> [TO DO]: Rewrite the items below from the line with "Where can the player's bent" up to and including the line with "Target: green grass field", swapping "marker" for "dot" and keeping everything else the same.

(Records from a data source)
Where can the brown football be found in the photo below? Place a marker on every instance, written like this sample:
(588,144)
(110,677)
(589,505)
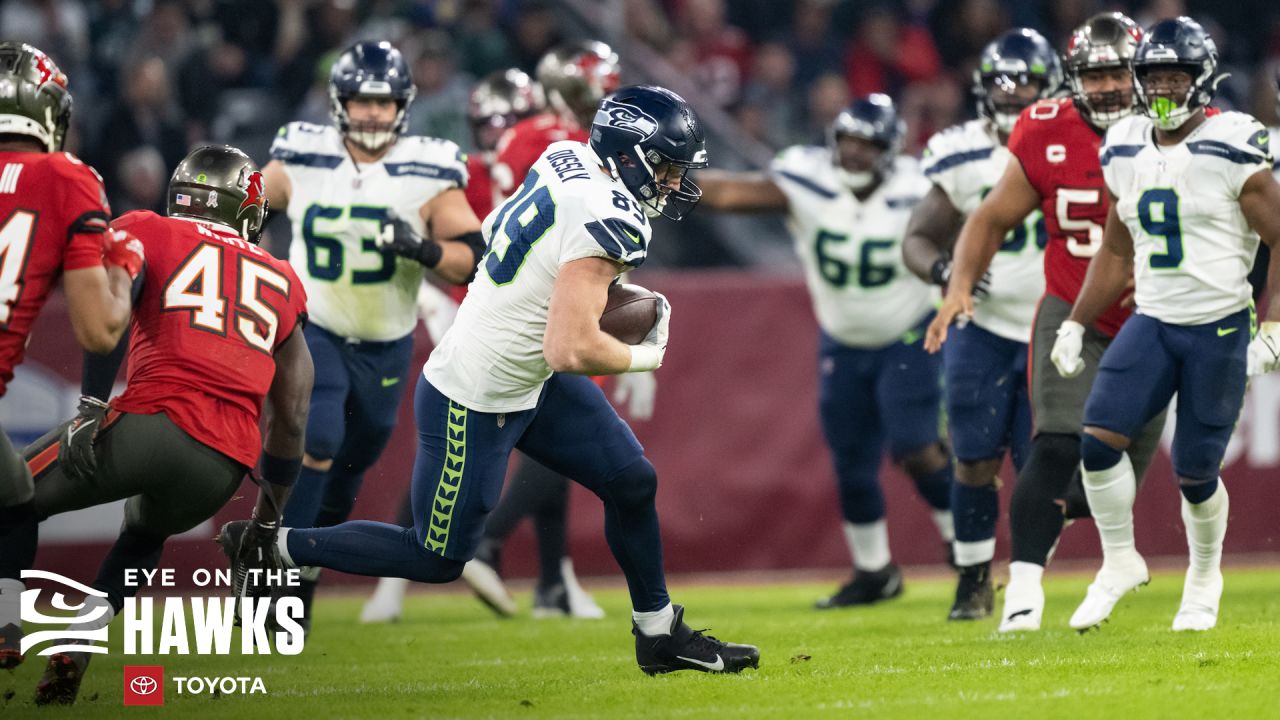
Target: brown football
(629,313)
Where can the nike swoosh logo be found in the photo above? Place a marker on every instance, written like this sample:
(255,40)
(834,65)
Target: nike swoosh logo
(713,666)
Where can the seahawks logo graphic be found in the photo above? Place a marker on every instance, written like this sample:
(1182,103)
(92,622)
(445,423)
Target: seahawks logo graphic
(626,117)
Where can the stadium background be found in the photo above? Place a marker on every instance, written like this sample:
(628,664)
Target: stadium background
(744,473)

---

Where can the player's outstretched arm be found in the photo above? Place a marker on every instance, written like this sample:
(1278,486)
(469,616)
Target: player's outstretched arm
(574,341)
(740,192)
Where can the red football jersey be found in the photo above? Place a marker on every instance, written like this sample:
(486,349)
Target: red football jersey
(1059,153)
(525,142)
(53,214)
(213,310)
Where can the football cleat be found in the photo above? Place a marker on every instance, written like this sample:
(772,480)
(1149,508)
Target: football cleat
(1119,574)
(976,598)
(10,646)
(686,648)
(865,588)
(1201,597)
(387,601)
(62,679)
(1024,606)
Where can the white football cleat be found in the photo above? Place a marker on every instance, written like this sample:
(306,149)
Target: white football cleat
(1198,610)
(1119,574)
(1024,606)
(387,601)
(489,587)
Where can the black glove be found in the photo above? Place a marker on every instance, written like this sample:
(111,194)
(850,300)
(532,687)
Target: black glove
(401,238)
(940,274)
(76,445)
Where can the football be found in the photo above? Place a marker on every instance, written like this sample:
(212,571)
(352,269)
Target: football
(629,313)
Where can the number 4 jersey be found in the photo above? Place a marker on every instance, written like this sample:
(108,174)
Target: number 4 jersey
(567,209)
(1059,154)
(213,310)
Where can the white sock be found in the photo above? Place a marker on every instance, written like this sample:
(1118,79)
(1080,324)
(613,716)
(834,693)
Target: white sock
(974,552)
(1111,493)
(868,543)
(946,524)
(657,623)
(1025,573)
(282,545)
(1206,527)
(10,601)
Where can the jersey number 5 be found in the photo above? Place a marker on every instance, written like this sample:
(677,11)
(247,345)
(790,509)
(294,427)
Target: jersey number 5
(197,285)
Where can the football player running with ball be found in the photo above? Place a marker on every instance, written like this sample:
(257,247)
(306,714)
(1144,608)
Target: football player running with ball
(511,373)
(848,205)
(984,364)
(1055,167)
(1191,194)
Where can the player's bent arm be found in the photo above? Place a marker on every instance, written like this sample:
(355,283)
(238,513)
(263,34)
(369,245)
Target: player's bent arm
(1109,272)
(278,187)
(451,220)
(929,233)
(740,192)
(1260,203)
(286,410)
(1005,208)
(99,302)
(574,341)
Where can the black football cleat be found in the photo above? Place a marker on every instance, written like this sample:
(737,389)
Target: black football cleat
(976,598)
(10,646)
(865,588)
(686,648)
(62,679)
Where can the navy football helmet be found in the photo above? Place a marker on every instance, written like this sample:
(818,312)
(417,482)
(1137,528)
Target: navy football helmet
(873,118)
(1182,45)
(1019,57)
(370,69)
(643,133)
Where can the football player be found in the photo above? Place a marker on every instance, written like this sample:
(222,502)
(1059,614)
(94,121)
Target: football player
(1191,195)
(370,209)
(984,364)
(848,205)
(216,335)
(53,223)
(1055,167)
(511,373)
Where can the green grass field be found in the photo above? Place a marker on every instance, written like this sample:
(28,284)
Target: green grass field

> [EXERCISE SOLUTION]:
Where can the player's bent arm be found in the photo above? Place a dot on every instance, written like this sample:
(355,283)
(238,513)
(263,34)
(369,245)
Target: player's bent arm
(1109,272)
(278,187)
(451,220)
(929,233)
(740,192)
(1260,203)
(286,410)
(1005,208)
(99,302)
(574,341)
Where can the black football cleat be found in the photo above? Place a dot on every instance, written like this sample:
(737,389)
Target: black football cleat
(976,598)
(10,646)
(865,588)
(686,648)
(62,679)
Where can the navy football helmet be found in the photo above? Place a dot on every instance, written like this sample:
(818,312)
(417,482)
(1137,528)
Target: navy football helmet
(873,118)
(1182,45)
(1019,57)
(370,69)
(643,133)
Where can the football player be found in the photo above? Place a dot on every instance, written like this sample:
(222,502)
(1059,614)
(94,121)
Target: football player
(1191,195)
(370,209)
(984,364)
(848,205)
(216,335)
(53,223)
(1055,167)
(511,373)
Where can the green grass field be found in the photo above? Place a dot on every instance, written like this sample:
(28,284)
Target: green grass field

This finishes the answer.